**Task prompt**
Show every line of the data that contains the string "given".

◇ ◇ ◇ ◇

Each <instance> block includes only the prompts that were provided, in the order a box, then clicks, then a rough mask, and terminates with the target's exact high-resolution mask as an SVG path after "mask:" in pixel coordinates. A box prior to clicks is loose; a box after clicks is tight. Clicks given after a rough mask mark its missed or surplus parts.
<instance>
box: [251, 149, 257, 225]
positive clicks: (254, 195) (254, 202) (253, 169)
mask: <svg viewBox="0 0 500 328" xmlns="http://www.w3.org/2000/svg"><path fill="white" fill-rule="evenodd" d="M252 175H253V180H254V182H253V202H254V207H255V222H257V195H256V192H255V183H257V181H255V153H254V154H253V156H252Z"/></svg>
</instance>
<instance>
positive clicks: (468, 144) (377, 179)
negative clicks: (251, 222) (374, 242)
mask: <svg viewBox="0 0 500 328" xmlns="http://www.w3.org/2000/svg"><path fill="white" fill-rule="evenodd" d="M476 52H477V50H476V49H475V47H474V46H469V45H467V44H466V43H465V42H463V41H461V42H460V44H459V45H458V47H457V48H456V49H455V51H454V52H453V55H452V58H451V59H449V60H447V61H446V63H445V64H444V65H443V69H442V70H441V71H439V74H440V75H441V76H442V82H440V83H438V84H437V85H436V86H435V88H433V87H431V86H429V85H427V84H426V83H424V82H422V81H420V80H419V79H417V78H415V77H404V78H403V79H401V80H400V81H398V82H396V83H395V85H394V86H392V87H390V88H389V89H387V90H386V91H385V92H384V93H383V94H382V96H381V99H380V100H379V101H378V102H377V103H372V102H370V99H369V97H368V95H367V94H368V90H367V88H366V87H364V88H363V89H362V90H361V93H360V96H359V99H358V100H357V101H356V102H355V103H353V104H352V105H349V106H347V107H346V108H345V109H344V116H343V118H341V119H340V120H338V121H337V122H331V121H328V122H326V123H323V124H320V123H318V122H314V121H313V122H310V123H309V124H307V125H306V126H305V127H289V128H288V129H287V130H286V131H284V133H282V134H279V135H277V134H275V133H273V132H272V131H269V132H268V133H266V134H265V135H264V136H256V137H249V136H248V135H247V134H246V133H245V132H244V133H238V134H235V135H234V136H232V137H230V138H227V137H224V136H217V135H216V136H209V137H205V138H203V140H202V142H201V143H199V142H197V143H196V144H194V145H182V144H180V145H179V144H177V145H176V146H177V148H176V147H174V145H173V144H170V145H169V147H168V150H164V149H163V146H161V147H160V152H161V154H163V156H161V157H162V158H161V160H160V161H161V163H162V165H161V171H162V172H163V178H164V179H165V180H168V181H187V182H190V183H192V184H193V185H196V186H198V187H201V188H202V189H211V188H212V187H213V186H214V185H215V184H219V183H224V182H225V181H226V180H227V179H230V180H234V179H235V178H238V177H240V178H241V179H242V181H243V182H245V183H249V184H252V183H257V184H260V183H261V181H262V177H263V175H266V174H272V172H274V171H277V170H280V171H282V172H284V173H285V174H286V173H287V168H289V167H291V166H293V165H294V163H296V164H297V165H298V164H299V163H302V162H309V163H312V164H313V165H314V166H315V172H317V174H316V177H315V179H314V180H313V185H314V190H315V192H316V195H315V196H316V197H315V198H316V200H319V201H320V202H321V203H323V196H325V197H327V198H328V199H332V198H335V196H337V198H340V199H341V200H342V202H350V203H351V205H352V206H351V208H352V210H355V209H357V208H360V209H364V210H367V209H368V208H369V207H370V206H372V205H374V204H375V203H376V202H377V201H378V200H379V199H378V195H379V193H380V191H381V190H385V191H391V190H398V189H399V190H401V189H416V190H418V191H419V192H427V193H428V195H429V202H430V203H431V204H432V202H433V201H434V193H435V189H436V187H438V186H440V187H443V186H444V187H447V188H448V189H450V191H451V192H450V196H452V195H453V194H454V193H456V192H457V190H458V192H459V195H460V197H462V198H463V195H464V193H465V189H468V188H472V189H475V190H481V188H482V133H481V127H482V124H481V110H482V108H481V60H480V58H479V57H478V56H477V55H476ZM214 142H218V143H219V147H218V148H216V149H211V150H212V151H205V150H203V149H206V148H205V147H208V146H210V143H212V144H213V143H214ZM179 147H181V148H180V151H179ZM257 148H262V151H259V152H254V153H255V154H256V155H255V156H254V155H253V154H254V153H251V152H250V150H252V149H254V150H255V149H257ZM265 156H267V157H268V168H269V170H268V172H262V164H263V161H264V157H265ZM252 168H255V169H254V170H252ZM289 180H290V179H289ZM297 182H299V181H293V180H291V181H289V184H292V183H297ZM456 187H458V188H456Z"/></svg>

◇ ◇ ◇ ◇

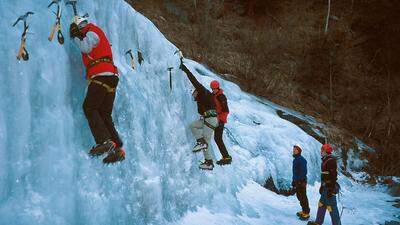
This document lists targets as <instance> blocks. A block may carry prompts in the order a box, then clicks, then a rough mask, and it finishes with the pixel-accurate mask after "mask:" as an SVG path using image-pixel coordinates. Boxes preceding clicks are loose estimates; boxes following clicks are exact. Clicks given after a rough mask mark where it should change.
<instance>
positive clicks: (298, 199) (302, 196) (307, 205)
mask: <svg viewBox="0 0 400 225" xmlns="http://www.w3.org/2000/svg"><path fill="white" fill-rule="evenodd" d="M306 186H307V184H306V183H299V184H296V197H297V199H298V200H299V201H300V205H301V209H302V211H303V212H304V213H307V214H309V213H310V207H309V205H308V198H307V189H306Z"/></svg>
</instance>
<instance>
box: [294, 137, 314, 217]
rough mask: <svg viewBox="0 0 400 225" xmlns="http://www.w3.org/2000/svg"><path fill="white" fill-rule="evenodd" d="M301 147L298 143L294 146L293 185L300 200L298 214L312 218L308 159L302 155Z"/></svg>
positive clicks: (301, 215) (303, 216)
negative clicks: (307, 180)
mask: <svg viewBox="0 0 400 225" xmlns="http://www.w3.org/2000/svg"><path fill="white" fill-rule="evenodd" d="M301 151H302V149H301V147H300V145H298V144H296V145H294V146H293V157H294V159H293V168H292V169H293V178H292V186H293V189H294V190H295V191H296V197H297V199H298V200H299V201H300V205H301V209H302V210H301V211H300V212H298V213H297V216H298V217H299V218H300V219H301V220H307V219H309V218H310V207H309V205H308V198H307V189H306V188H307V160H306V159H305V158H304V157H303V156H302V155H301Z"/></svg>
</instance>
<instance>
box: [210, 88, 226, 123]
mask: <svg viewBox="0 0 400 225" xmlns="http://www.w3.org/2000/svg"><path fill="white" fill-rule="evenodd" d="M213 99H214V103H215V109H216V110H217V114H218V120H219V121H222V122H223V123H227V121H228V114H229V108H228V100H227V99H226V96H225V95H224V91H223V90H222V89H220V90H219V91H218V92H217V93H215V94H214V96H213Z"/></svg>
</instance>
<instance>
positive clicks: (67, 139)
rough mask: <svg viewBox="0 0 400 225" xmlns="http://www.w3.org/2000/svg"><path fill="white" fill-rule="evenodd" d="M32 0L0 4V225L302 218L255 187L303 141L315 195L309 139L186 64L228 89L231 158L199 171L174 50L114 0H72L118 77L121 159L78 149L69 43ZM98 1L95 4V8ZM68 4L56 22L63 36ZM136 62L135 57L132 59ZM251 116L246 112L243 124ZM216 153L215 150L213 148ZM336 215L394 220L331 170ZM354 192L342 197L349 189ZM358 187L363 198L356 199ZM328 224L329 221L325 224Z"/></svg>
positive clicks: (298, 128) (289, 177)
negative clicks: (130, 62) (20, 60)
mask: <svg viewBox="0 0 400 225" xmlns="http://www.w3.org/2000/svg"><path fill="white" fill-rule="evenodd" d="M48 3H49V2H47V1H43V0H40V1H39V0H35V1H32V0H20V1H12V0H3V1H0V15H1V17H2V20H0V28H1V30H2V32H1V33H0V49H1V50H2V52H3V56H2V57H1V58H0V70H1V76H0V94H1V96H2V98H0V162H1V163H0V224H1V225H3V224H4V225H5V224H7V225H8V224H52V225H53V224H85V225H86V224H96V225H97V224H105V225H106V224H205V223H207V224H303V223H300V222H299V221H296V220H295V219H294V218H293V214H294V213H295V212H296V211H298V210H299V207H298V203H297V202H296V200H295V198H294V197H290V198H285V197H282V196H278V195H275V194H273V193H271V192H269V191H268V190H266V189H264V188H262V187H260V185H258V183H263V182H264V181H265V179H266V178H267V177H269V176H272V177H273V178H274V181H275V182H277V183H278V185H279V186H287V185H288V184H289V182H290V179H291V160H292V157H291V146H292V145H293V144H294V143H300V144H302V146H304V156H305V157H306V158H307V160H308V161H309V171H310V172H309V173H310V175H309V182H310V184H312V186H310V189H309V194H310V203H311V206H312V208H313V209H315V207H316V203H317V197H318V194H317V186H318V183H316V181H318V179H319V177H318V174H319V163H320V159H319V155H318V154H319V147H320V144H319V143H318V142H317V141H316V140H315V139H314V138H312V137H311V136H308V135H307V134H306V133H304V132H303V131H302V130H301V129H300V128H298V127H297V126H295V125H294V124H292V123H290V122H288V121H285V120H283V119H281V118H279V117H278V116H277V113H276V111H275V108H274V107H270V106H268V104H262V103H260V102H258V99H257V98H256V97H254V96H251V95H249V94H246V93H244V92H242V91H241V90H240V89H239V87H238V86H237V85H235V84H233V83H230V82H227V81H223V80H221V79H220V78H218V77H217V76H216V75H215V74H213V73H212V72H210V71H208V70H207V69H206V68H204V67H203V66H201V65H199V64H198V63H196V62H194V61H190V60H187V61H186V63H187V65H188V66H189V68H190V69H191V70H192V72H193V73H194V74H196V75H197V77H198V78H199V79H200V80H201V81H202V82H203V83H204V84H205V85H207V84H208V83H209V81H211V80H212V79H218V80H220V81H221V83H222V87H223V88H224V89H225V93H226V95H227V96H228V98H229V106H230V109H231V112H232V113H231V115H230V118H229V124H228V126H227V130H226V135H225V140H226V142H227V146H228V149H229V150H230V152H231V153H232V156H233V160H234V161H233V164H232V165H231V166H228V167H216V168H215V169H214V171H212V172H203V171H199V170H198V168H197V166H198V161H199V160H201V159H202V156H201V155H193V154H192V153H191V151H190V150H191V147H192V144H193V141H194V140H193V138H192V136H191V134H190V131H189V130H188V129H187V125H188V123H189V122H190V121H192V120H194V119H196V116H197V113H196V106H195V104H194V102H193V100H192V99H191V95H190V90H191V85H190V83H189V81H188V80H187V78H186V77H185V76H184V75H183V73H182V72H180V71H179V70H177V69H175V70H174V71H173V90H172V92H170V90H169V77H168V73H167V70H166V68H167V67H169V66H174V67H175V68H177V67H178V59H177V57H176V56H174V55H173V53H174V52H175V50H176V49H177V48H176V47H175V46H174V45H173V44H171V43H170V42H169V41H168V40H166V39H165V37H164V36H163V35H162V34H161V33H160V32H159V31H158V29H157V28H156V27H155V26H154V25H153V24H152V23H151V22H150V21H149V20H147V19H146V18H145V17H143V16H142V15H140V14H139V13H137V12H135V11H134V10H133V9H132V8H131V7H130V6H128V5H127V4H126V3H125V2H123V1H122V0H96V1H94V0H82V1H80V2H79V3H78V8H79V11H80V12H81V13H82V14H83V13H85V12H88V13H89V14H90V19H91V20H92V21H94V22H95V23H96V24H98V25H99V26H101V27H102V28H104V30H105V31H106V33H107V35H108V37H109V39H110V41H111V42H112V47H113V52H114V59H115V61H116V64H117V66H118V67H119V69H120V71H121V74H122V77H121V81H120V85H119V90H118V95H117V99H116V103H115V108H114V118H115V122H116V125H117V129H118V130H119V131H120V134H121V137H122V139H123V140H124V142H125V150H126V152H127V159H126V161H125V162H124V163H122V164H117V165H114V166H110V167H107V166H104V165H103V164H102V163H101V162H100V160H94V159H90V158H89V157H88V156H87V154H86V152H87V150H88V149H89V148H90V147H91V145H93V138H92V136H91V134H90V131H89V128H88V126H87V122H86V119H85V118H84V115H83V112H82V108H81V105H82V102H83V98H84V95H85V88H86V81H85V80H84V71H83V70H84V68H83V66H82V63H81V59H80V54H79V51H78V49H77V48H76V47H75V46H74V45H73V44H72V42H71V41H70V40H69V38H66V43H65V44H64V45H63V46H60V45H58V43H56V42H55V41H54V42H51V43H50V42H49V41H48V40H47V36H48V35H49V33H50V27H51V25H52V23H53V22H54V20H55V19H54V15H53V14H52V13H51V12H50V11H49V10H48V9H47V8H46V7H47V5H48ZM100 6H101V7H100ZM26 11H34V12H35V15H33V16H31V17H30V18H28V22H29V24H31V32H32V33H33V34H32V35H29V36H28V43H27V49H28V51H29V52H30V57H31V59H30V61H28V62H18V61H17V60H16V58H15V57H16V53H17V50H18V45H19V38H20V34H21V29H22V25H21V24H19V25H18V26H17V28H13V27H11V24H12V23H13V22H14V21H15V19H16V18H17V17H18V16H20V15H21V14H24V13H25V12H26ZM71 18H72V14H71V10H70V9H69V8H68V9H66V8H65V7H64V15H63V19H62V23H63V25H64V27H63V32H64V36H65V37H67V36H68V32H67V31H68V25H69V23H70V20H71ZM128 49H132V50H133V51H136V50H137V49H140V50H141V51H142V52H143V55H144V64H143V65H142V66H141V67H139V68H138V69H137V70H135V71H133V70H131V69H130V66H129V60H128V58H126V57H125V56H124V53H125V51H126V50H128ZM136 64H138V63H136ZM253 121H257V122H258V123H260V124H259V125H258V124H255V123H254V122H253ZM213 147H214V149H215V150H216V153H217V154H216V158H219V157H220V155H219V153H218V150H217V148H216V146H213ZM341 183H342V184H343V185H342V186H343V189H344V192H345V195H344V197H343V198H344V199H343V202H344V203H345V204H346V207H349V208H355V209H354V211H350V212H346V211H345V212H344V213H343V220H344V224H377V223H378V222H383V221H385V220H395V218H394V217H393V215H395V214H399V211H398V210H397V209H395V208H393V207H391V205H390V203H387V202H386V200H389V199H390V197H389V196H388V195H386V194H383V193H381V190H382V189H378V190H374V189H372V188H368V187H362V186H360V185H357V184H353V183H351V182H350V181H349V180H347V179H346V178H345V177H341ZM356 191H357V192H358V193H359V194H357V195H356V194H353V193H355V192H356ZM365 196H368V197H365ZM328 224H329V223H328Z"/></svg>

◇ ◇ ◇ ◇

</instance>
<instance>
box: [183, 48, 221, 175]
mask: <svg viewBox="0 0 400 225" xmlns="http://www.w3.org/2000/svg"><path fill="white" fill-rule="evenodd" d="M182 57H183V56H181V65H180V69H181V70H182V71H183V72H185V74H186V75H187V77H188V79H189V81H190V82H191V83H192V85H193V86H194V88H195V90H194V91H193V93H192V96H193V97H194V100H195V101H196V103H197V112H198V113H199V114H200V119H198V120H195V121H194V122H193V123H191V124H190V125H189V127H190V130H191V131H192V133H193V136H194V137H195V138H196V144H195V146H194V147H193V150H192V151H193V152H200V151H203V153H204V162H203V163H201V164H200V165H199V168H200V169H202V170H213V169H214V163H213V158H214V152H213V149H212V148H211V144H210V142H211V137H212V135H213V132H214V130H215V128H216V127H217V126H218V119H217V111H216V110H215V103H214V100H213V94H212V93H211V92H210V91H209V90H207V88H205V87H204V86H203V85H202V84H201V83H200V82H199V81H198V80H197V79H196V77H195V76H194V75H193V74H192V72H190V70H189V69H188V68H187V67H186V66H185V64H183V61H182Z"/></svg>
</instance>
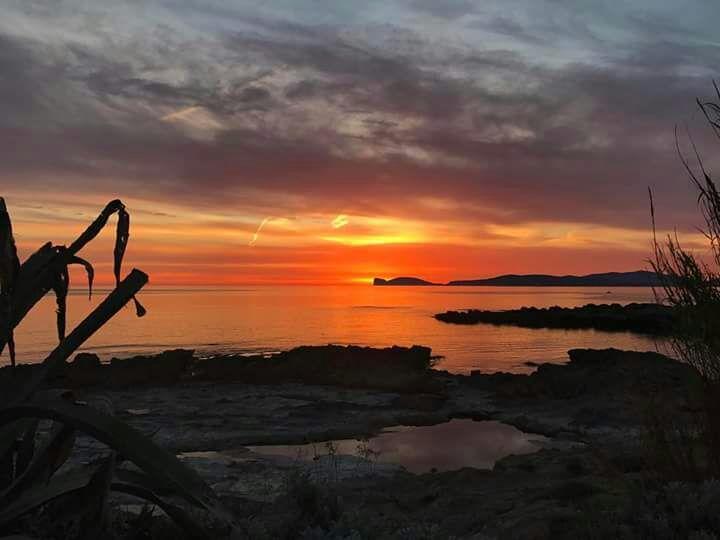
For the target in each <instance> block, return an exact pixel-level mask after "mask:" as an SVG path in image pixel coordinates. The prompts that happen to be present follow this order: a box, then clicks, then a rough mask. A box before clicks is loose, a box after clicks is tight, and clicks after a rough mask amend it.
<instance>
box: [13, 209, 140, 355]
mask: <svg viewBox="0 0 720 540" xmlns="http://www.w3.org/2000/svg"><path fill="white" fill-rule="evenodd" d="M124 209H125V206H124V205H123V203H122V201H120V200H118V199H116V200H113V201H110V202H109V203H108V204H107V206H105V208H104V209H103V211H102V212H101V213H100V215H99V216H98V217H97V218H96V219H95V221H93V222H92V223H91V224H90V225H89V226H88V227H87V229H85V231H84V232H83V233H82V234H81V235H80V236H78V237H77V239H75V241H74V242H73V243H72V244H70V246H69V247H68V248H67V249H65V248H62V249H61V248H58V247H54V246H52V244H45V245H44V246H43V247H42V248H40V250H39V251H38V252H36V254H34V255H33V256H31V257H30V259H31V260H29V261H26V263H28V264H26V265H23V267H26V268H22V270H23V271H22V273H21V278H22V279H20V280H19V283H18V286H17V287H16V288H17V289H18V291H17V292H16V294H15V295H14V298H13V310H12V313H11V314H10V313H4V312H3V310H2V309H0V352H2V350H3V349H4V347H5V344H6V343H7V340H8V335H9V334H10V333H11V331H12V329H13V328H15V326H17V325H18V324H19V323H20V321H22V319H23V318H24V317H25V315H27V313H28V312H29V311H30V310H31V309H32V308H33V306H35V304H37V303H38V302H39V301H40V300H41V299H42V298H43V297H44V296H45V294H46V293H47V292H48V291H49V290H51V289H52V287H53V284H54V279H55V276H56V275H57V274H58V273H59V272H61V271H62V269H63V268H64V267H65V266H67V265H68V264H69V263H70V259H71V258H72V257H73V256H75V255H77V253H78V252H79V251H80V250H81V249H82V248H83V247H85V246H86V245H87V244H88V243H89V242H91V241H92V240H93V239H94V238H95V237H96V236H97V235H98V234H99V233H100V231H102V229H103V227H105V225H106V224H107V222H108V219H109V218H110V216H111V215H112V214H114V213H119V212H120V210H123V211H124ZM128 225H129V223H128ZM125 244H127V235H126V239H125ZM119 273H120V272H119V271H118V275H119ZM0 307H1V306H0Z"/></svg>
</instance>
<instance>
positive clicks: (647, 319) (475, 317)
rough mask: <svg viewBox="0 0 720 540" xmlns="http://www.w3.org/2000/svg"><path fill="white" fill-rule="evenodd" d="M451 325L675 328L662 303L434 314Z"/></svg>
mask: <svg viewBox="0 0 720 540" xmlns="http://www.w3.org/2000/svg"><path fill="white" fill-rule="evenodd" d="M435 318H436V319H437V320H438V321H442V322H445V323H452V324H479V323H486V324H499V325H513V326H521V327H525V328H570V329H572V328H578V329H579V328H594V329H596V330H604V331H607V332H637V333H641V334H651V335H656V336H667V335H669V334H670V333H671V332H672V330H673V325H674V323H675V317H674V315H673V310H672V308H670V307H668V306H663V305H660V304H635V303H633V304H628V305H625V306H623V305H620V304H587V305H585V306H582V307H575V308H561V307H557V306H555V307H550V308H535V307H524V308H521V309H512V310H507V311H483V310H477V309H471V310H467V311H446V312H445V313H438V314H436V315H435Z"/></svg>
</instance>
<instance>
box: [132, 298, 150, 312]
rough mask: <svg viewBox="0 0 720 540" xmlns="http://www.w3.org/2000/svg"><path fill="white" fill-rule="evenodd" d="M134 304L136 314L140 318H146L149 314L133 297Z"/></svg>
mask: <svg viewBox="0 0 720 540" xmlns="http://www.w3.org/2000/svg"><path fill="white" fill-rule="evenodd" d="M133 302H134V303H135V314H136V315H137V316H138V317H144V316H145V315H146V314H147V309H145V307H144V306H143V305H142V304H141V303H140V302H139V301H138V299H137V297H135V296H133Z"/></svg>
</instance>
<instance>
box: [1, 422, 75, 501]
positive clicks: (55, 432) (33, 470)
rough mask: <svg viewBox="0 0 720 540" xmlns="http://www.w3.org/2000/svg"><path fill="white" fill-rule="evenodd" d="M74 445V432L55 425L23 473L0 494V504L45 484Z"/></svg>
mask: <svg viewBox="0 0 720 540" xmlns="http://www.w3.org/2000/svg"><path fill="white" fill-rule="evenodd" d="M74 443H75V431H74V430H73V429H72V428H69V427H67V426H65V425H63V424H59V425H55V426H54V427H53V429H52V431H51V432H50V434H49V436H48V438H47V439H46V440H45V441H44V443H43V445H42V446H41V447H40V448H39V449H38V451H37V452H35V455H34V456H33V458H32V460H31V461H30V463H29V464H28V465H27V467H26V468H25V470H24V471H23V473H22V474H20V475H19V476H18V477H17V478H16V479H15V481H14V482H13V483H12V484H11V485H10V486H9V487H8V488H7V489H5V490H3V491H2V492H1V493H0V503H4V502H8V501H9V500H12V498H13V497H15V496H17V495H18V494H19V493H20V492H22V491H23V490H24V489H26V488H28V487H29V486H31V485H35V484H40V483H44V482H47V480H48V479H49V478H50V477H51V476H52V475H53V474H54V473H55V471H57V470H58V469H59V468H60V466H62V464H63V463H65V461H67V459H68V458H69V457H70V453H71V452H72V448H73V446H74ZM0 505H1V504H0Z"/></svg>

◇ ◇ ◇ ◇

**Answer**
Each <instance> block includes only the prompts that were provided, in the order a box, then clicks, then a rough mask, and terminates with the target's exact high-resolution mask as an SVG path after "mask:" in pixel coordinates. A box prior to clicks is loose; a box after clicks is tight. Clicks given after a rough mask mark its missed or surplus parts.
This document lists targets as <instance> blocks. A block may carry prompts in the order a box, then clicks, then a rough mask, and it finishes with the pixel-accurate mask after "mask:" as an SVG path using image-pixel coordinates. Boxes preceding clicks are loose estimates; boxes following clicks are exact. Clicks given after a rough mask mark where it should change.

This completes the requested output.